**Page:**
··········

# 5hp Briggs Throttle Problem



## gooup (Apr 13, 2005)

My son received a go-cart last summer from a family friend, and ran fine until the end of last summer. Now that summer is on it's way, some repairs were in order.

The engine is a Briggs & Stratton 5 hp, model 130202 type 1715.

Now that the bulk of the minor repairs are done, the throttle linkage has me perplexed. i purchased some new linkage and springs, and it all went on fine until i got to these two springs. I cannot find where to put these two springs.

Another problem is the governor lever, and figuring out how (and if i have to) hook this thing up, and what exactly it does.

You can see detailed photos and explanations at:
http://www.ohmer.org/gocart

Any help is greatly appreciated!


----------



## bbnissan (Nov 7, 2004)

I could probably help you but you need to give the correct engine model number. The number you gave is missing one digit so it is not a valid model number.

Since I don't have a good parts break down for your engine I'm just going to guess at this. From the carb setup you have, it looks like the top spring is a governor linkage spring and the bottom spring is the trottle return spring for the go-cart.


----------



## gooup (Apr 13, 2005)

··········

**Excerpted data:**
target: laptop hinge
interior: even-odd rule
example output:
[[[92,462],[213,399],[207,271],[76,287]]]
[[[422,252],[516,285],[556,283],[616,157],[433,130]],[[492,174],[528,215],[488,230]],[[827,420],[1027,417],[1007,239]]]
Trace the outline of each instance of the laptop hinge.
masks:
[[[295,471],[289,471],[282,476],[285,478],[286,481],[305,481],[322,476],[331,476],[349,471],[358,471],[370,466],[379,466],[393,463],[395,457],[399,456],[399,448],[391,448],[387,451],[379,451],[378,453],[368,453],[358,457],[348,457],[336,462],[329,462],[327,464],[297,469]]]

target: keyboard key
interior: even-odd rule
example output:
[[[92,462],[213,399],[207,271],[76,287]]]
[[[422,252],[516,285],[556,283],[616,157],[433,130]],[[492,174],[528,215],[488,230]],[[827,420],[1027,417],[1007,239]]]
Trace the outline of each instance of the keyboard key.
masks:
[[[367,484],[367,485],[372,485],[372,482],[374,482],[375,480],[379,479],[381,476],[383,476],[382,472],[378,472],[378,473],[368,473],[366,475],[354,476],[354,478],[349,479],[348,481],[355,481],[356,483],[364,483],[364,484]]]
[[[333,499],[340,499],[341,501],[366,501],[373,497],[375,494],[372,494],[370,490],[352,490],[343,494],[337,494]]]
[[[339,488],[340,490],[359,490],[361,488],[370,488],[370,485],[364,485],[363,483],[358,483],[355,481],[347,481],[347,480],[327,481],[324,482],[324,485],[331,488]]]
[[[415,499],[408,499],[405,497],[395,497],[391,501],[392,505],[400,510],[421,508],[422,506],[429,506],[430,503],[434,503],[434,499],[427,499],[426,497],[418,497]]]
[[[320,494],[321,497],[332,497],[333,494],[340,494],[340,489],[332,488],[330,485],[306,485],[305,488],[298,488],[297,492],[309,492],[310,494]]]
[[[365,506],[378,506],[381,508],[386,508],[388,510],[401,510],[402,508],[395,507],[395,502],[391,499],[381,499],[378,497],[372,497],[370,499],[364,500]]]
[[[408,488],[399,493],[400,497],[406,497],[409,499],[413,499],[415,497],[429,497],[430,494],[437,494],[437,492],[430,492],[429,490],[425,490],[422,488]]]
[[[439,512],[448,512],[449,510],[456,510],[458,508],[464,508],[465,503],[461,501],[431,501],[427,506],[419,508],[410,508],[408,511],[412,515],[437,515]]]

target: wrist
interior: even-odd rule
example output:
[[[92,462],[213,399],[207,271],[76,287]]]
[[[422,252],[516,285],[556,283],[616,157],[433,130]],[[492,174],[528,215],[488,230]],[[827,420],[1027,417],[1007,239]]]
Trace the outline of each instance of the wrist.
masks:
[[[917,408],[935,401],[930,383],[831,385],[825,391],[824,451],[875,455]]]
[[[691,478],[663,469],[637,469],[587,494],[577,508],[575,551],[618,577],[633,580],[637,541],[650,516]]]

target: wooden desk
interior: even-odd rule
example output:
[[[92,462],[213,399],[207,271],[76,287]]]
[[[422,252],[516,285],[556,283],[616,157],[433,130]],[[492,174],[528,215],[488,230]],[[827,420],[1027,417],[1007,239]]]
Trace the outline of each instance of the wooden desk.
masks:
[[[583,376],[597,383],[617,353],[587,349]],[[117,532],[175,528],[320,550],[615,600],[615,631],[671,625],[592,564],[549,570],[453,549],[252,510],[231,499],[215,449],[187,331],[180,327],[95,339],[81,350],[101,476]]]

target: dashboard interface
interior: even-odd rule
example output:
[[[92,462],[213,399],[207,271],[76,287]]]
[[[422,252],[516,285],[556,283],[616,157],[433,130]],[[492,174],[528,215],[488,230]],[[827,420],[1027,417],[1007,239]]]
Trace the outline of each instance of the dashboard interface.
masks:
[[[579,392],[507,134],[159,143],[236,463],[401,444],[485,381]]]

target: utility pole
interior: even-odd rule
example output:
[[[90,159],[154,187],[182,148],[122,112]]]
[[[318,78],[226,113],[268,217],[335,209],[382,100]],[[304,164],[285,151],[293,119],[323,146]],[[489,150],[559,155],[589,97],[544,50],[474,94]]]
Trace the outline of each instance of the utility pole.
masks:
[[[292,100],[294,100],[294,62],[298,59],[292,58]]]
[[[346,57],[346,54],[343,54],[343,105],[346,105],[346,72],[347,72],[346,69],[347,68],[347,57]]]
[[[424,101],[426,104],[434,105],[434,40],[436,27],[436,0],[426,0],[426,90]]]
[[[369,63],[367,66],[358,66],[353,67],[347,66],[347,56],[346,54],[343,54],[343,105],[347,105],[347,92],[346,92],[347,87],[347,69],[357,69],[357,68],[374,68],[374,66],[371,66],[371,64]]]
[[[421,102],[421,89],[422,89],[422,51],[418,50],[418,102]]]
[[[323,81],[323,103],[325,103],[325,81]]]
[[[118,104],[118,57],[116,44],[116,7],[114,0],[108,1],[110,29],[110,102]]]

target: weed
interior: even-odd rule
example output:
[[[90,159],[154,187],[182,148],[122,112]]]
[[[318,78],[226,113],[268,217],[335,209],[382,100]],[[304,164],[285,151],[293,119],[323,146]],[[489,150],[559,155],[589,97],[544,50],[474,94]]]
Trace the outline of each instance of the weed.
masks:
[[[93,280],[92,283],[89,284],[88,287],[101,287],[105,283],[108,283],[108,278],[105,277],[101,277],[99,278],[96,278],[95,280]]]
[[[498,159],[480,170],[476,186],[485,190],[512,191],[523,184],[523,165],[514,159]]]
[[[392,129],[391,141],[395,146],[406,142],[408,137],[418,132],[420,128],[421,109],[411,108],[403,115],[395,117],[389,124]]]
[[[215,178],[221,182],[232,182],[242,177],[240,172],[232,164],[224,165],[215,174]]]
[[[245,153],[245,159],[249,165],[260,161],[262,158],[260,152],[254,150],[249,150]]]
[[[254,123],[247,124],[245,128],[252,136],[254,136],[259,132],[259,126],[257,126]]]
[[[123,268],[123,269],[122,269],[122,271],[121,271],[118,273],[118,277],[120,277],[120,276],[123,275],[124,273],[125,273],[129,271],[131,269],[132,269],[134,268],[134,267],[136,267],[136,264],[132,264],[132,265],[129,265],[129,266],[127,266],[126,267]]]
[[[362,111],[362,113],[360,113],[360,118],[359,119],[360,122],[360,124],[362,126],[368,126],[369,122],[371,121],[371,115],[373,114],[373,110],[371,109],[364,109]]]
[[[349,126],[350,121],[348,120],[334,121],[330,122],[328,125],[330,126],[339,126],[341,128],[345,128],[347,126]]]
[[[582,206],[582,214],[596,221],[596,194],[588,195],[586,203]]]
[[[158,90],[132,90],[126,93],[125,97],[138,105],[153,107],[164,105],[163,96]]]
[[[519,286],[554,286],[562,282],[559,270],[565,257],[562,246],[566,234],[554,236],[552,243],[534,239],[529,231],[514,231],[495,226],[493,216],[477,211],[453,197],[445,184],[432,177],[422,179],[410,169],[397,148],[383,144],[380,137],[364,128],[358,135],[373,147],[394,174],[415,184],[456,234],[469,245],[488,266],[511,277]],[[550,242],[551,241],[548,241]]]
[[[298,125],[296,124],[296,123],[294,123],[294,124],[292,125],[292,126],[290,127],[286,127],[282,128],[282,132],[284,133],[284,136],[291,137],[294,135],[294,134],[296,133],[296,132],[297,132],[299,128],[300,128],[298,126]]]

··········

**Requirements:**
A: In the forum thread, what does bbnissan guess the top spring to be?
B: Write out the part of the forum thread that opens with the words containing "You can see" and closes with "valid model number.".

**Solution list:**
A: A governor linkage spring.

B:
You can see detailed photos and explanations at:
http://www.ohmer.org/gocart

Any help is greatly appreciated!


----------



## bbnissan (Nov 7, 2004)

I could probably help you but you need to give the correct engine model number. The number you gave is missing one digit so it is not a valid model number.